▶ **Problem requirements**
Summarize the article about ventilators for Russia in two sentences.

▶ **Exercise text**

- The Washington Times - Friday, May 22, 2020

Top House Democrats objected Friday to White House plans to send hundreds of ventilators to Russia at a taxpayer cost of $5.6 million, saying the “gift to President Putin” is unjustified given the ongoing pandemic and needs at home.

“We are deeply concerned with recent reports that you are providing critical, life-saving ventilators to Russia when they are urgently needed here in the United States to combat the coronavirus crisis and save American lives,” House Oversight Committee Chairwoman Carolyn B. Maloney and Foreign Affairs Committee Chairman Eliot E. Engel wrote.

“The United States has had more coronavirus cases and more deaths as a result of the virus than any nation on Earth,” they added. “In fact, the United States has had more coronavirus deaths than the next several highest countries combined.”

The Democrats were referring to a formal notification to Congress that said the U.S. plans to dispatch “ventilators and related commodities and consumables” to the Russian Federation.

Ms. Maloney and Mr. Engel said the gift appeared unnecessary, given Russia’s nearly $1.7 trillion gross domestic product. They also complained that Mr. Trump was using “extraordinary authorities to overcome the myriad of restrictions Congress has placed on providing U.S. funding to Russia.”



Russia appeared to duck the worst of the pandemic early on, but cases and deaths have surged there, placing unusual pressure on President Vladimir Putin. The country’s tallied 326,000 infections, putting it behind only the U.S. in terms of recorded cases worldwide.

Earlier this year, the Trump administration scrambled to manufacture ventilators that help COVID-19 patients breathe when they can no longer do it on their own. The illness and the body’s immune response causes havoc on the lungs.

Mr. Trump invoked wartime production powers to produce more of the machines from private companies. Despite early fears, Mr. Trump frequently boasts that no one in the country died because hospitals couldn’t find a ventilator.

He says the U.S. is the “king of ventilators” and will be dispatching them to various countries in need.

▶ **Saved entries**
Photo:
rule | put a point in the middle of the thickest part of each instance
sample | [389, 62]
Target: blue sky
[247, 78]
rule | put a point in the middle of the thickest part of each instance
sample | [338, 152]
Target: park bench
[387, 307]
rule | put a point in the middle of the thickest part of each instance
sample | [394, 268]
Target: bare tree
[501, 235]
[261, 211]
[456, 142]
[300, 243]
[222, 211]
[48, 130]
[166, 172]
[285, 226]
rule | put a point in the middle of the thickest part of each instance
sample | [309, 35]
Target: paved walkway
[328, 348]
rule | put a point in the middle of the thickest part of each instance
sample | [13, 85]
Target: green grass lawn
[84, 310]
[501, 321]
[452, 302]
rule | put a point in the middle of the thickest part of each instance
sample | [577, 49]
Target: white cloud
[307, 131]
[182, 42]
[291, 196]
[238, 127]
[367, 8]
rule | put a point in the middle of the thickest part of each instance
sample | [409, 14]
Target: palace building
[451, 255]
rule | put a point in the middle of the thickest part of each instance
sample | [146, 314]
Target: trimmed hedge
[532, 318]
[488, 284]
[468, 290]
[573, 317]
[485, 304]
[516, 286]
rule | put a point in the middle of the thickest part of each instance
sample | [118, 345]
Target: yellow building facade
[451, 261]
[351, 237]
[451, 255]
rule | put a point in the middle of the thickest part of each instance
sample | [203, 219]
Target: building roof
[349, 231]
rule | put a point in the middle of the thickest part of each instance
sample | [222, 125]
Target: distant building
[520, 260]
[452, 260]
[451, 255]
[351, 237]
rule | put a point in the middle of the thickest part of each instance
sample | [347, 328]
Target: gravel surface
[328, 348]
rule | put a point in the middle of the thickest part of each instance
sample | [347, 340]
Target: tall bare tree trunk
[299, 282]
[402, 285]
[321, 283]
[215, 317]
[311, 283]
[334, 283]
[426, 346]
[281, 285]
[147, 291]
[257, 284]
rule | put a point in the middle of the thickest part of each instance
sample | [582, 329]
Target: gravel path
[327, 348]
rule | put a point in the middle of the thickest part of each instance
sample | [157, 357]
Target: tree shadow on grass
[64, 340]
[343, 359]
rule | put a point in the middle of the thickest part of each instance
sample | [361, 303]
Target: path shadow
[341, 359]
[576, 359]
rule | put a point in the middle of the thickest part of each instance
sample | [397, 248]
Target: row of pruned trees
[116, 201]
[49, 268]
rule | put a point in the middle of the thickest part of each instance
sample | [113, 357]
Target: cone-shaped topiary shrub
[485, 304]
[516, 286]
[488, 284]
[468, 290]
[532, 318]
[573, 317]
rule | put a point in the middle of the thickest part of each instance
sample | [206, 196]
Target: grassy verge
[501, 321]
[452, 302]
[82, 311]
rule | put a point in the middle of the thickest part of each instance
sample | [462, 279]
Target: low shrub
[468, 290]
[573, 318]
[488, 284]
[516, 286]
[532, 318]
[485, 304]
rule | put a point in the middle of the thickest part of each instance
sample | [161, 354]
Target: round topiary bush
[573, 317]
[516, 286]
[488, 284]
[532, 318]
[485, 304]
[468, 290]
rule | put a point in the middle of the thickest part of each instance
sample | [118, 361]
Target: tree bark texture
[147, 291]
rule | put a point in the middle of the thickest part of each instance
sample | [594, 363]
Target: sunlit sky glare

▶ **Answer section**
Top House Democrats Carolyn B. Maloney and Eliot E. Engel objected to White House plans to send hundreds of ventilators to Russia at a taxpayer cost of $5.6 million, saying the machines are urgently needed in the United States, which has had more coronavirus cases and deaths than any other nation. They also called the gift unnecessary given Russia's nearly $1.7 trillion gross domestic product, while Mr. Trump, who invoked wartime production powers to produce more ventilators, says the U.S. will dispatch them to various countries in need.